» **Written exercise**: Swap "Target" for "Label" in the records from the line with "Expected: the position of each instance of the avenue" up to and including the line with "(1094, 414)", keeping everything else unchanged. Give only those lines, and leave the pictures out.

(Pointing and labeling entries)

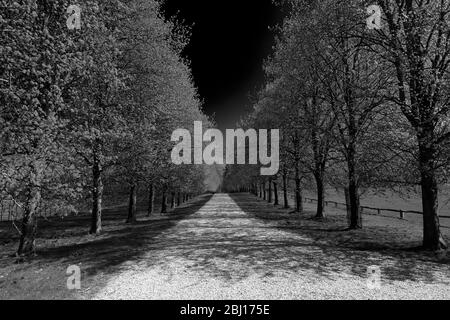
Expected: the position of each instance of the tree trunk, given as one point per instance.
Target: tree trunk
(275, 192)
(97, 196)
(132, 205)
(298, 191)
(172, 200)
(164, 202)
(432, 237)
(285, 194)
(27, 243)
(264, 191)
(151, 200)
(353, 192)
(320, 195)
(270, 191)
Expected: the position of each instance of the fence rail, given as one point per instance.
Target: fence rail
(11, 210)
(401, 213)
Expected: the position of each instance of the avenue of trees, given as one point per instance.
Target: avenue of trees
(358, 107)
(91, 108)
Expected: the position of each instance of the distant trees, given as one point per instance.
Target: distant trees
(79, 106)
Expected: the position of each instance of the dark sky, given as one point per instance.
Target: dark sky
(230, 40)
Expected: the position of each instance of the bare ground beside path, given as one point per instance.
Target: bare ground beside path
(239, 247)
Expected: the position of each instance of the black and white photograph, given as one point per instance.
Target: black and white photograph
(225, 156)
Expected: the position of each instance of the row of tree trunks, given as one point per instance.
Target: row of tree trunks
(285, 190)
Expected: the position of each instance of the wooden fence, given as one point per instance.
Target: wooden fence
(11, 210)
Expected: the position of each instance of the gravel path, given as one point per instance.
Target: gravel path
(229, 249)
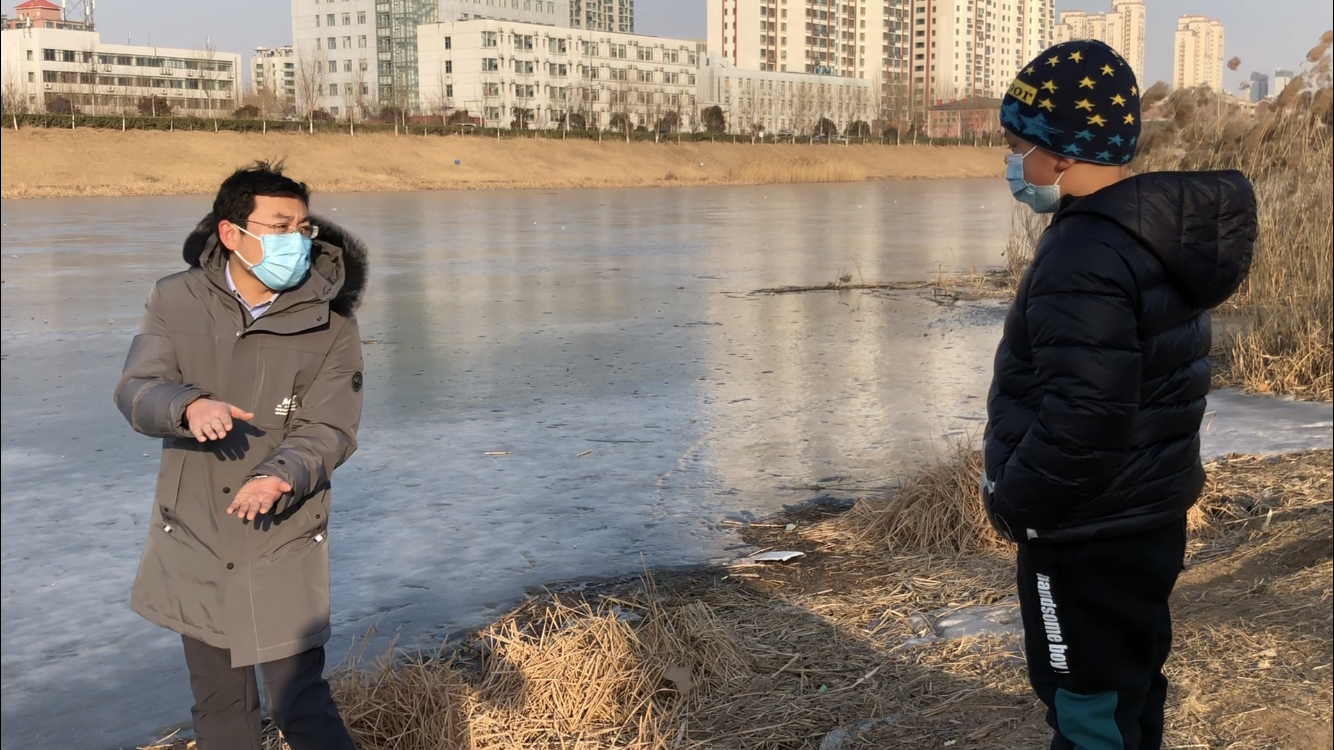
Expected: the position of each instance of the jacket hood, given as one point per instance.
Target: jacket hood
(1201, 226)
(338, 255)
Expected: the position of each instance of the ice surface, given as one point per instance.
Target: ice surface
(491, 328)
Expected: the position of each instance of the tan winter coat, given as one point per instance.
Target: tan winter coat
(259, 589)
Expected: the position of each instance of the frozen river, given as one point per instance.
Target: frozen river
(540, 324)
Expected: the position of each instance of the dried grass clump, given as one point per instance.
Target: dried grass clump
(937, 510)
(1243, 489)
(416, 705)
(799, 170)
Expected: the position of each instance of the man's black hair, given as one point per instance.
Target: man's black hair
(235, 199)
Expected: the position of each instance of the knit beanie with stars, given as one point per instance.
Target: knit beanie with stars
(1077, 99)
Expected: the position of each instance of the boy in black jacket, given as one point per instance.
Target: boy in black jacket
(1094, 414)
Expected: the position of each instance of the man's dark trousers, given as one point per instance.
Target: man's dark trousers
(226, 707)
(1097, 634)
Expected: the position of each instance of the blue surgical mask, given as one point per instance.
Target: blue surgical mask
(287, 259)
(1042, 199)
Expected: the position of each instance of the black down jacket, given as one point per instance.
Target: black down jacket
(1095, 406)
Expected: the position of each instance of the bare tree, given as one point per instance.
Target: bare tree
(207, 76)
(88, 72)
(15, 95)
(356, 107)
(311, 76)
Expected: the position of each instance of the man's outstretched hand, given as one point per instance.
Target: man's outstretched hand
(210, 419)
(258, 497)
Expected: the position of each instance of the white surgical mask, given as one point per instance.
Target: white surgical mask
(1042, 199)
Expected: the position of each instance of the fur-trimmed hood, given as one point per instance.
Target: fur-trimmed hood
(338, 255)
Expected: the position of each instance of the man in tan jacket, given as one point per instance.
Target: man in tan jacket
(248, 368)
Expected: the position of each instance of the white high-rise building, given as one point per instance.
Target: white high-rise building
(72, 70)
(518, 75)
(1198, 54)
(274, 71)
(1122, 28)
(363, 54)
(921, 51)
(977, 48)
(603, 15)
(1282, 78)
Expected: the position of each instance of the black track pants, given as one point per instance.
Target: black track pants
(1097, 634)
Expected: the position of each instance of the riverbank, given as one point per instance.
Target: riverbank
(878, 635)
(55, 163)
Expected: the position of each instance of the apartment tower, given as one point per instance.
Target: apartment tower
(922, 52)
(603, 15)
(1198, 54)
(1122, 28)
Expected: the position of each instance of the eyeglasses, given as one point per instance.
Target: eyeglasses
(308, 231)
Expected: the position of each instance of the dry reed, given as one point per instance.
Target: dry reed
(1278, 327)
(813, 654)
(937, 510)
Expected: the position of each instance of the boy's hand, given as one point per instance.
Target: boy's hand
(210, 419)
(258, 497)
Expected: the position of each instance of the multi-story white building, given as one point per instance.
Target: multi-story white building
(603, 15)
(1199, 54)
(536, 76)
(274, 72)
(782, 102)
(62, 67)
(363, 55)
(1122, 28)
(975, 48)
(922, 52)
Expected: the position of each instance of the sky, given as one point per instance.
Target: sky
(1267, 35)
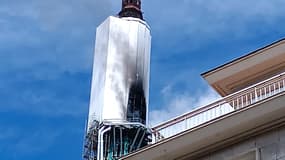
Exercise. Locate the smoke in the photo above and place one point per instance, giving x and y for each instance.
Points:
(178, 104)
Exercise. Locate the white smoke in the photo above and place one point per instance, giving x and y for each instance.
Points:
(178, 104)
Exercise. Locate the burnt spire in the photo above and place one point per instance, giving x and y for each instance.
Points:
(131, 8)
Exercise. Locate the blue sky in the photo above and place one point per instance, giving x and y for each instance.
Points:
(46, 54)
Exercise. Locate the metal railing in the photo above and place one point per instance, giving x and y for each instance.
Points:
(228, 104)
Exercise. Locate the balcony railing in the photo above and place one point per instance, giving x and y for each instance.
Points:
(241, 99)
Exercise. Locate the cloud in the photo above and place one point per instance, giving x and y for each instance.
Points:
(176, 104)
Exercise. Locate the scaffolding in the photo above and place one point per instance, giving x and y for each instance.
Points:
(110, 140)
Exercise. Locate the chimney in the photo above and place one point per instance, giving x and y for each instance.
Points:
(131, 8)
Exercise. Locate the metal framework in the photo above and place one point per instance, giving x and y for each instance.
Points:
(111, 140)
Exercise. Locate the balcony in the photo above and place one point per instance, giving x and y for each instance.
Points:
(227, 105)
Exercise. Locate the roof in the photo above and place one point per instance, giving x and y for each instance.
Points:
(248, 69)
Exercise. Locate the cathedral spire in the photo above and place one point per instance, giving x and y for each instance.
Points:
(131, 8)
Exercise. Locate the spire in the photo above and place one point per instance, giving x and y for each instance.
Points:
(131, 8)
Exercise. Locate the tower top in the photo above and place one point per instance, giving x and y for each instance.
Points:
(131, 8)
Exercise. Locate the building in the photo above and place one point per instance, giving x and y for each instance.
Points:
(117, 121)
(248, 123)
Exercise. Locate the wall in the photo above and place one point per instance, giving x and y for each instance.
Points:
(270, 146)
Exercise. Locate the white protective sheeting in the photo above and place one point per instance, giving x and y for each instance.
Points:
(122, 55)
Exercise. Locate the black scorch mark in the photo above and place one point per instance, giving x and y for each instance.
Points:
(136, 111)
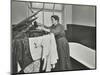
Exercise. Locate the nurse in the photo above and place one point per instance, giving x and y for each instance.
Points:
(62, 45)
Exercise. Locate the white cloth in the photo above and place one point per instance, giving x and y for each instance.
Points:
(35, 47)
(33, 67)
(50, 51)
(44, 47)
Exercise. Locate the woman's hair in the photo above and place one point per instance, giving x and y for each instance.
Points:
(55, 17)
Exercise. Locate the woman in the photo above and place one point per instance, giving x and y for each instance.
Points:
(62, 45)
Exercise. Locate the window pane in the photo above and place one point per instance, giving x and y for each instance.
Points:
(48, 6)
(37, 5)
(58, 6)
(60, 16)
(47, 18)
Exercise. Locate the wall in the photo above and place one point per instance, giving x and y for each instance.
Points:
(19, 12)
(83, 54)
(83, 15)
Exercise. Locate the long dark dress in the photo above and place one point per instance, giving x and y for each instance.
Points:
(62, 48)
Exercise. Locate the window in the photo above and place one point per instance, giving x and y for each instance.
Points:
(44, 17)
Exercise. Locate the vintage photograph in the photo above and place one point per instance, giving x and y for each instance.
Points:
(52, 37)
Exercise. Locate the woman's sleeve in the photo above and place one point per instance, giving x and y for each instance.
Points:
(57, 30)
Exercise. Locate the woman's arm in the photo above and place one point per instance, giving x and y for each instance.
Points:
(57, 30)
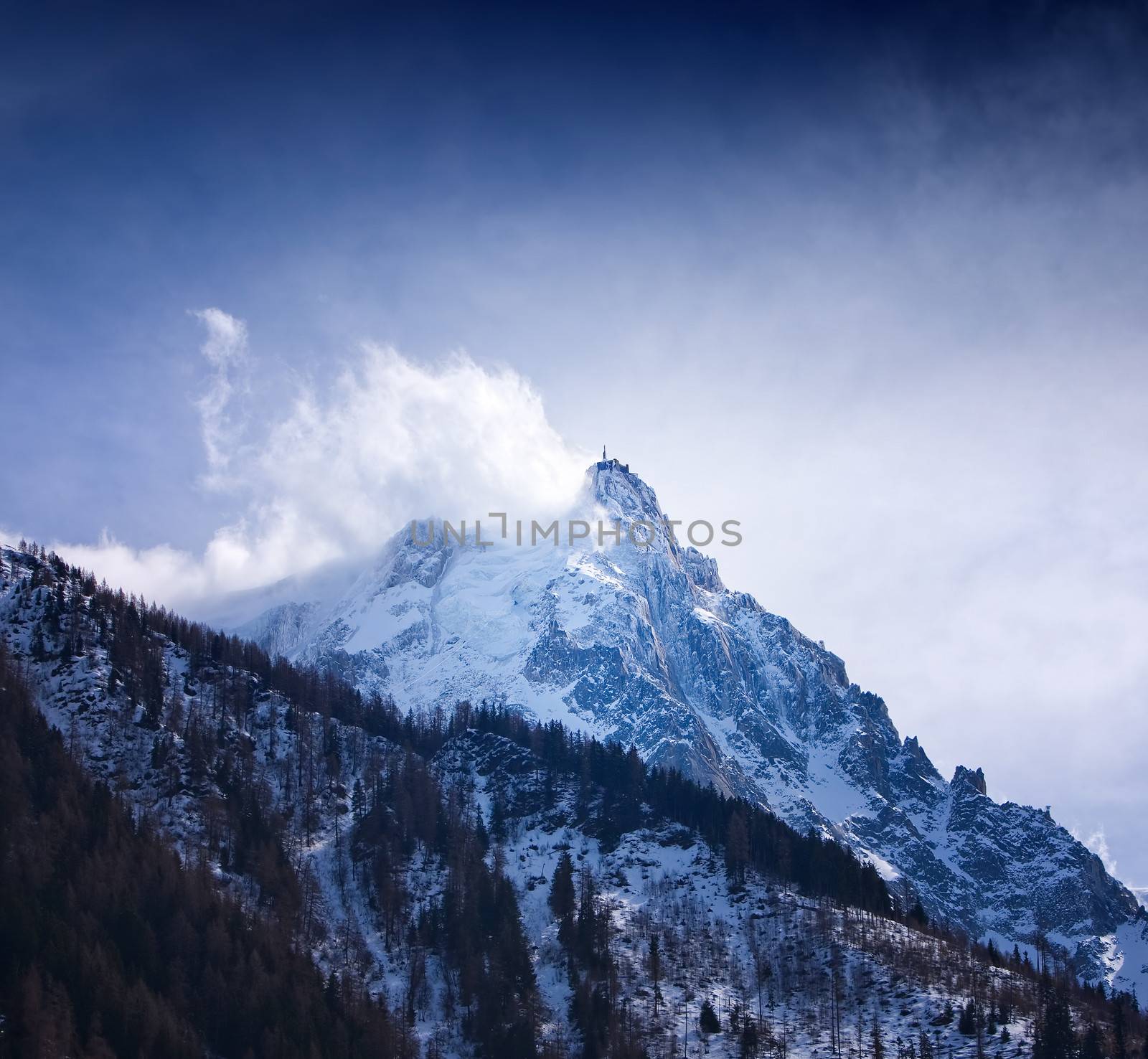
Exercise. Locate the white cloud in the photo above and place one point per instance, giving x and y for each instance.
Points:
(347, 466)
(225, 349)
(1098, 842)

» **Written answer**:
Expected: the position of each instance of the avenue of trees, given as one point per instance.
Label: avenue of trees
(358, 107)
(91, 108)
Expected: the position of each instance of the distant trees, given as one point per instance.
Label: distant trees
(79, 106)
Expected: the position of each instance of the dark sky, given as one point per instance.
Label: dark sky
(230, 40)
Expected: the position of each instance of the bare ground beside path, given as one point per instance.
Label: bare ground beside path
(239, 247)
Expected: the position of each instance of the black and white photograph, given as one point per instance.
Label: black and white photograph
(225, 156)
Expected: the position of each instance of the row of tree trunks, given as one point per instance.
Label: row of tree trunks
(285, 190)
Expected: the position of each instance of the wooden fence, given as one point per instance.
Label: wooden fence
(11, 210)
Expected: the position of each instance of the gravel path, given as one point per instance.
Label: gravel path
(229, 249)
Expected: the position of each instance of the jacket hood, given as one point per instance.
Label: jacket hood
(1201, 226)
(338, 255)
Expected: the position of each instance of the ice surface, given as one point per instance.
Label: ice surface
(491, 328)
Expected: the position of each instance of the tan winter coat, given as one point per instance.
Label: tan winter coat
(259, 589)
Expected: the position of each instance of the frozen river, given as one point per instance.
Label: frozen river
(540, 324)
Expected: the position of each instance of the dried grass clump, given as one point per instance.
Label: dried grass clump
(937, 510)
(1243, 489)
(416, 705)
(799, 170)
Expected: the position of each instance of the man's black hair, given as one point per instance.
Label: man's black hair
(235, 199)
Expected: the position of each instance of the knit beanie with stars, given as one point per instance.
Label: knit beanie with stars
(1077, 99)
Expected: the position of each instance of the boy in black jacket, given as one point per instance.
Label: boy in black jacket
(1094, 414)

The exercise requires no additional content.